Excerpts from a pointing dataset:
.....
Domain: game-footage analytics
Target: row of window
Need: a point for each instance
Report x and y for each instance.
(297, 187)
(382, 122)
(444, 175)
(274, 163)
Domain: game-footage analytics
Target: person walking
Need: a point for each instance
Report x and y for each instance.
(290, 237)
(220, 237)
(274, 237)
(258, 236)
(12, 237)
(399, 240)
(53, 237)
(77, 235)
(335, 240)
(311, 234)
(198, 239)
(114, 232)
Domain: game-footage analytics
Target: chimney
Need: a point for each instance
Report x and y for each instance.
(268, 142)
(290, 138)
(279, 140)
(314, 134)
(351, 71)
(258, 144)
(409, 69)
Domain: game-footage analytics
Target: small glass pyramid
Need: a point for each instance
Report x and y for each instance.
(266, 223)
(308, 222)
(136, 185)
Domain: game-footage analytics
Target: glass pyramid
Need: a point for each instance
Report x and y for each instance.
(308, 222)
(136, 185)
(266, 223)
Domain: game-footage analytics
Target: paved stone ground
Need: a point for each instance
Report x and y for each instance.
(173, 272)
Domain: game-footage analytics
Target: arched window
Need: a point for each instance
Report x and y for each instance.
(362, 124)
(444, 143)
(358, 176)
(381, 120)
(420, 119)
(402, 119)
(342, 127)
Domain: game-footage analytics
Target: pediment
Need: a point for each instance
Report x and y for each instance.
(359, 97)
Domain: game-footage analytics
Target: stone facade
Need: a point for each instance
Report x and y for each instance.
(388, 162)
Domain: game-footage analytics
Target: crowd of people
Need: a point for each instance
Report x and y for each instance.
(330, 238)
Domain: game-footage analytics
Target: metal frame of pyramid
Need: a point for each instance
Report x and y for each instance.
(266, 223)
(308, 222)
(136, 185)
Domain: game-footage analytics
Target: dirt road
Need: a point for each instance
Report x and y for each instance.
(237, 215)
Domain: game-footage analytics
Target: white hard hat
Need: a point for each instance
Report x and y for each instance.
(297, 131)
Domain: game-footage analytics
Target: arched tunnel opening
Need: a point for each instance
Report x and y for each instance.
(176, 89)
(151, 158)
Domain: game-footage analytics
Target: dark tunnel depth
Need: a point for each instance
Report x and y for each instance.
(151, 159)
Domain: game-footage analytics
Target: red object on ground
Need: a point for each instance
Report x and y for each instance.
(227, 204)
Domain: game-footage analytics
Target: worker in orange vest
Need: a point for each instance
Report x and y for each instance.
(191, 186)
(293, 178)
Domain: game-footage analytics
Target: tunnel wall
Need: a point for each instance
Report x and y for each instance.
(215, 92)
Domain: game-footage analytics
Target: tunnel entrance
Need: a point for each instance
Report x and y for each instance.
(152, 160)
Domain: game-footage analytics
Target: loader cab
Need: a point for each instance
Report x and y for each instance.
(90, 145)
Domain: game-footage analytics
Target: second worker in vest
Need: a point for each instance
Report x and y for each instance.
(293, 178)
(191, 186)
.....
▶ **Exercise aim**
Please gather every line in the entries above that contains the word "ground" and copy each line unchanged.

▶ **Solution for this exercise**
Target: paved stone ground
Target: red object on ground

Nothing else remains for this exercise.